▶ THE PROBLEM
Find every line in the records below that holds the word "draw", and copy each one.

== DATA EXTRACTS

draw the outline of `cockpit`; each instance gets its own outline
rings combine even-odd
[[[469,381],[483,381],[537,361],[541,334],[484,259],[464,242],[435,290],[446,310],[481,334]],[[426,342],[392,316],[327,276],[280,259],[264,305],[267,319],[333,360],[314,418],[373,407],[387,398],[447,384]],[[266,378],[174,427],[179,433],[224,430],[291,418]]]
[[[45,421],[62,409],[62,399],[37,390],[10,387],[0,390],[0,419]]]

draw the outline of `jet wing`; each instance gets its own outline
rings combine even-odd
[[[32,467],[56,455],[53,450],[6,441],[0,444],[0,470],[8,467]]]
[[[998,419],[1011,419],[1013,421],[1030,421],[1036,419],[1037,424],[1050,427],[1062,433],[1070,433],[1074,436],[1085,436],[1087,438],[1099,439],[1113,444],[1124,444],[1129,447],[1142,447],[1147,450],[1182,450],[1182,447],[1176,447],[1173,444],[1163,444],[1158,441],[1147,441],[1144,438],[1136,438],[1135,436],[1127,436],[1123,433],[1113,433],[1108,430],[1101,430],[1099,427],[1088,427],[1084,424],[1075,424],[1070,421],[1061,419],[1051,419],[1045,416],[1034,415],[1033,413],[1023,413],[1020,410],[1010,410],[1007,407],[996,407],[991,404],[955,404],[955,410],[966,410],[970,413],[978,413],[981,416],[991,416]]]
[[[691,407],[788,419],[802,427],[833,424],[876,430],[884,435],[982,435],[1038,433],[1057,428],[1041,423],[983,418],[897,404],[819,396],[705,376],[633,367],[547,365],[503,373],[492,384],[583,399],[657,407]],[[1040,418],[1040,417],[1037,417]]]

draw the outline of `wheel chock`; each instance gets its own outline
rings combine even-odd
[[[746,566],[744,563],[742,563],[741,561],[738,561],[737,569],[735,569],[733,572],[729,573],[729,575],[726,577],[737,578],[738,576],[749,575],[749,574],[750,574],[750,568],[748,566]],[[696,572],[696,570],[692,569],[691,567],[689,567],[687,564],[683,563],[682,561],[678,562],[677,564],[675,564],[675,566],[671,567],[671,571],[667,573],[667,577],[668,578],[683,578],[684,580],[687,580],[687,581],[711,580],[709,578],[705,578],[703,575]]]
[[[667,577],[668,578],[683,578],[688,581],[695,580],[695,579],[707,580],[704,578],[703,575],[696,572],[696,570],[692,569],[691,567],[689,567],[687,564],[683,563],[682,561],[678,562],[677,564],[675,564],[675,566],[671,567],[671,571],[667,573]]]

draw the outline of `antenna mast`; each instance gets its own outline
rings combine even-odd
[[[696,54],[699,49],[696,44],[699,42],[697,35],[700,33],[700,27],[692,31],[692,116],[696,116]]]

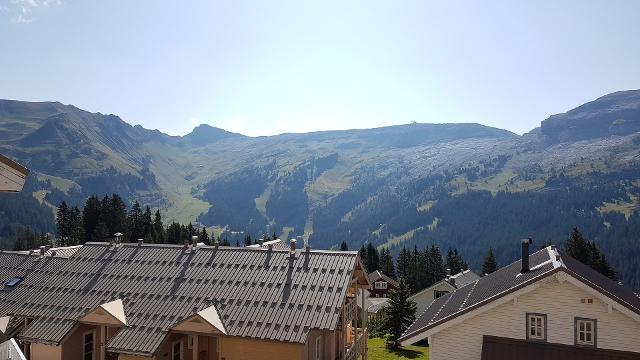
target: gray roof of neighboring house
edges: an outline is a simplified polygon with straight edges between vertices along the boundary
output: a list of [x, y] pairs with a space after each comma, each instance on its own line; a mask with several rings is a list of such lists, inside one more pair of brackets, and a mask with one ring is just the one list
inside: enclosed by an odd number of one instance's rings
[[529, 256], [530, 271], [520, 274], [518, 260], [434, 300], [401, 337], [404, 341], [466, 312], [505, 296], [558, 271], [566, 271], [585, 284], [640, 314], [640, 297], [572, 257], [547, 247]]
[[461, 287], [465, 287], [477, 280], [480, 279], [480, 276], [476, 273], [474, 273], [471, 270], [464, 270], [460, 273], [457, 273], [455, 275], [452, 275], [449, 278], [449, 283], [451, 285], [453, 285], [456, 288], [461, 288]]
[[0, 253], [0, 317], [35, 318], [18, 338], [59, 343], [78, 318], [121, 299], [127, 318], [109, 351], [153, 354], [168, 329], [215, 306], [230, 336], [305, 342], [335, 329], [357, 252], [87, 243], [71, 257]]
[[290, 245], [287, 245], [284, 241], [282, 241], [280, 239], [269, 240], [269, 241], [263, 242], [262, 245], [253, 244], [253, 245], [249, 245], [247, 247], [249, 247], [249, 248], [260, 248], [260, 247], [262, 247], [264, 249], [268, 249], [269, 245], [271, 245], [276, 250], [289, 250], [290, 249]]
[[374, 281], [378, 280], [378, 279], [383, 279], [384, 281], [388, 282], [389, 284], [393, 285], [394, 287], [398, 287], [398, 282], [393, 280], [392, 278], [390, 278], [389, 276], [387, 276], [386, 274], [384, 274], [383, 272], [381, 272], [380, 270], [376, 270], [374, 272], [372, 272], [371, 274], [369, 274], [369, 282], [373, 284]]

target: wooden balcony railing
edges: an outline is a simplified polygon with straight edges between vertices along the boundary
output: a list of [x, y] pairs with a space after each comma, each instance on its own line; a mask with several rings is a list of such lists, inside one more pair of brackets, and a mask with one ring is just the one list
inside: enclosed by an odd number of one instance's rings
[[[358, 315], [358, 306], [356, 304], [355, 298], [347, 298], [347, 302], [344, 304], [344, 312], [342, 316], [344, 316], [344, 323], [350, 323], [351, 320], [355, 319]], [[341, 322], [342, 323], [342, 322]]]
[[355, 335], [355, 341], [347, 347], [345, 352], [345, 360], [356, 360], [358, 355], [364, 354], [367, 351], [367, 329], [353, 329]]

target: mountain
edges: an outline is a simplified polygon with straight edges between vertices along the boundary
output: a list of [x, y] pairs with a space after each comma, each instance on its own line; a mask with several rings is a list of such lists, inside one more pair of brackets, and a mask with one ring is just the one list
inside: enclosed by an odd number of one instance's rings
[[618, 91], [595, 101], [552, 115], [541, 132], [551, 142], [565, 142], [628, 135], [640, 131], [640, 92]]
[[[0, 212], [40, 214], [0, 223], [0, 236], [16, 224], [50, 231], [60, 201], [112, 192], [232, 241], [276, 232], [322, 248], [438, 244], [476, 268], [489, 246], [504, 263], [517, 239], [562, 243], [578, 226], [640, 287], [639, 99], [606, 95], [525, 136], [412, 123], [265, 137], [208, 125], [169, 136], [70, 105], [0, 100], [0, 152], [34, 174], [31, 200], [2, 195]], [[48, 223], [30, 223], [47, 212]]]

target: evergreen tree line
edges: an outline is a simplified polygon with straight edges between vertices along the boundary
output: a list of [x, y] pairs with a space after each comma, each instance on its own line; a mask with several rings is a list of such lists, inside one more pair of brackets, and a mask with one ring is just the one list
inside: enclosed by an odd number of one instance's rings
[[[344, 250], [344, 247], [341, 246], [341, 249]], [[417, 246], [414, 246], [413, 250], [403, 247], [395, 262], [389, 249], [378, 250], [371, 243], [362, 245], [359, 253], [369, 273], [379, 270], [394, 279], [402, 279], [412, 293], [444, 279], [447, 269], [451, 275], [455, 275], [469, 268], [458, 249], [449, 249], [443, 258], [440, 248], [436, 245], [424, 250], [418, 250]]]
[[[207, 229], [171, 222], [164, 226], [160, 210], [155, 213], [149, 206], [144, 208], [135, 201], [130, 209], [122, 198], [113, 194], [102, 199], [90, 196], [82, 210], [60, 203], [56, 212], [57, 245], [71, 246], [88, 241], [108, 241], [120, 233], [124, 242], [143, 239], [147, 243], [182, 244], [198, 236], [198, 241], [210, 244]], [[217, 239], [221, 245], [230, 245], [226, 239]]]

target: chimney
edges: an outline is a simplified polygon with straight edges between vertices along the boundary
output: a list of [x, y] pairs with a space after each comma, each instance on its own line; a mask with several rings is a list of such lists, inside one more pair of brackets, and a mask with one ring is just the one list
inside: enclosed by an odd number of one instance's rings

====

▶ RESPONSE BELOW
draw the outline of `cockpit`; each instance gets its own outline
draw the outline of `jet wing`; each instance gets its own outline
draw the outline of `wheel chock`; each instance gets its own outline
draw the outline of `antenna mast`; each instance gets its own outline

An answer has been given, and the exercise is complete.